> **Input data**:
Content starts
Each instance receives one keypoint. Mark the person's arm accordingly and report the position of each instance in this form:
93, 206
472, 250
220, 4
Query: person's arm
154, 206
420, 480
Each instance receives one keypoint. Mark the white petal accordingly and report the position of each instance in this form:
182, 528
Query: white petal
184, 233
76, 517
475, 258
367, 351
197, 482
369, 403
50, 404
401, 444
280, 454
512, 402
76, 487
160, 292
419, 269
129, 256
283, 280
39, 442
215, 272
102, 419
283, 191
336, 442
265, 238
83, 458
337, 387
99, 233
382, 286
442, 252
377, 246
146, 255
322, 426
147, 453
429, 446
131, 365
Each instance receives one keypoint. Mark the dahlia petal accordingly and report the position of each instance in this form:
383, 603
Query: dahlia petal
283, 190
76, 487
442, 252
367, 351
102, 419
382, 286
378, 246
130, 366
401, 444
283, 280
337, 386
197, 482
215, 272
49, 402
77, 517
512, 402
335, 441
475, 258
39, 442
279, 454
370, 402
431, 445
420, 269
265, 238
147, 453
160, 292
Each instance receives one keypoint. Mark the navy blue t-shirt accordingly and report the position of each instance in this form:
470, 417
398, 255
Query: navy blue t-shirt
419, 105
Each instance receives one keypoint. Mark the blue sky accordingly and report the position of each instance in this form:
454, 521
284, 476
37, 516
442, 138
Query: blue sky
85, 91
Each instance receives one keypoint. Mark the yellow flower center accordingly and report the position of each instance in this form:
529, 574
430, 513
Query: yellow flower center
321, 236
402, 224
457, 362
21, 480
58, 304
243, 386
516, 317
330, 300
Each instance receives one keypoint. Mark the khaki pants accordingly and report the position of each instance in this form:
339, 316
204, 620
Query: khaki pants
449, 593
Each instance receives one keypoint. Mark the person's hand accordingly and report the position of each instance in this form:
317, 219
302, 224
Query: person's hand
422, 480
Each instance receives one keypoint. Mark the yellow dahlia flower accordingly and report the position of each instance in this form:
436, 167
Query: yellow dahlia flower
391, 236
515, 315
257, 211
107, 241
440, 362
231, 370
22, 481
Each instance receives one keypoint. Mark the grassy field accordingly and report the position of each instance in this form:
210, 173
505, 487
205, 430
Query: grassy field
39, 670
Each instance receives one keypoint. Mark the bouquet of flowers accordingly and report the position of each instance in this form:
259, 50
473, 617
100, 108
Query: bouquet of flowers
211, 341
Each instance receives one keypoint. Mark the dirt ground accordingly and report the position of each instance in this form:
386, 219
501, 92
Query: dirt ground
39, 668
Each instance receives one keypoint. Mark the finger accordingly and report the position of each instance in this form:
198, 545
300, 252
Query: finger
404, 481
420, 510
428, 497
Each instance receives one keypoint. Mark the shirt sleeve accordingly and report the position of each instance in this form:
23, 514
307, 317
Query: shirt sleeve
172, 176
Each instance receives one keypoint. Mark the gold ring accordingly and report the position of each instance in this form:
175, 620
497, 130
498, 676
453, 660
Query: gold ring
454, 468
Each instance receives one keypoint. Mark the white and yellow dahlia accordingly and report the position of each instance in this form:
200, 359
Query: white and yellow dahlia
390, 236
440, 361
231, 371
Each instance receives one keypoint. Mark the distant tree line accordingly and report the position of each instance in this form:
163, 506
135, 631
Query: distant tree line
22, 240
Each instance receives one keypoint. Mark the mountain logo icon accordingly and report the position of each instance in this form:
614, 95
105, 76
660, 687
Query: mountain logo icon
Content ends
> **What is required**:
Set down the entries again exactly as they are.

> **Expected answer**:
Each instance receives one keypoint. Mark the person's arm accordingly and report the position of each instance in this form:
93, 206
472, 250
220, 4
Query: person's arm
154, 206
420, 480
Each instance receives one keypoint. Mark the white petal accordingly and report the position of each instance in this form:
182, 528
Query: white petal
184, 233
76, 517
475, 258
367, 351
197, 482
369, 403
50, 404
401, 444
280, 454
512, 402
76, 487
160, 292
419, 269
129, 256
283, 280
39, 442
215, 272
102, 419
283, 191
336, 442
265, 238
83, 458
337, 387
99, 233
382, 286
442, 252
377, 246
146, 255
322, 426
147, 453
429, 446
131, 365
Each instance receives one keypoint. Mark the dahlia petal accordingly and report the position of each instance in this form:
383, 603
Query: dahlia petal
283, 190
76, 487
442, 252
367, 351
102, 419
382, 286
378, 246
130, 366
401, 444
283, 280
337, 386
197, 482
215, 272
49, 402
77, 517
512, 402
335, 441
475, 258
39, 442
279, 454
370, 402
431, 445
420, 269
265, 238
147, 453
160, 292
Each instance receives one keypoint. Mark the navy blue t-shirt accordingly and report the position of each instance in this form:
470, 417
398, 255
Query: navy blue t-shirt
419, 105
Each instance receives one keypoint. Mark the blue sky accordingly and report the position of each instance in this form:
454, 521
284, 476
37, 516
442, 138
Query: blue sky
85, 91
Each instance receives one keypoint. Mark the yellow flower center accordingly and report the position of each instance in this form:
529, 574
430, 513
Query: yellow flower center
321, 236
402, 224
457, 362
21, 480
58, 304
243, 386
516, 317
330, 300
Each instance receives one keypoint. Mark the khaki pants accordingly and report the position of each instance in this form:
339, 316
204, 620
Query: khaki pants
449, 593
Each instance receives one keypoint. Mark the person's hand accordingly and report the position of each instance in this form:
317, 219
302, 224
Query: person's hand
422, 480
Each instance receives one keypoint. Mark the yellow dahlia flower accordingly and report the position of each instance in this form:
436, 167
Query: yellow dahlia flower
391, 236
515, 315
257, 211
107, 241
440, 362
231, 370
22, 481
Each instance receives one keypoint. Mark the grassy field accordingly and report the position of each instance in this form:
210, 173
505, 487
205, 430
Query: grassy field
39, 670
Each instance receives one keypoint. Mark the bouquet of flowers accordingly and report the position of each instance in this form:
259, 50
473, 617
100, 108
Query: bouquet of flowers
211, 341
Each instance receives one keypoint. Mark the dirt ground accordingly and report the position of each instance in this form:
386, 219
501, 92
Query: dirt ground
39, 668
Each instance receives one keypoint. Mark the finger accordingly and report the position of each instance in this form:
198, 545
300, 252
Query: finger
404, 481
420, 510
428, 497
Each instance receives one keypoint. Mark the shirt sleeve accordingly and report the position of each instance in this form:
23, 514
307, 317
Query: shirt sleeve
172, 176
Each instance receives one keypoint. Mark the gold ring accordingly and report the position of each instance in this form:
175, 620
497, 130
498, 676
453, 660
Query: gold ring
454, 468
Each instance receives one keypoint. Mark the white and yellow dahlia accordingly and report the position of each instance in this form:
200, 359
Query: white and yellow dahlia
390, 236
440, 361
231, 371
Each instance receives one keypoint. Mark the distant tree line accordingly and report the position of each instance in this form:
163, 506
135, 631
Query: distant tree line
22, 240
Each instance receives one keypoint. Mark the mountain logo icon accordingly and report the position of each instance in this form:
614, 95
105, 76
660, 687
Query: mountain logo icon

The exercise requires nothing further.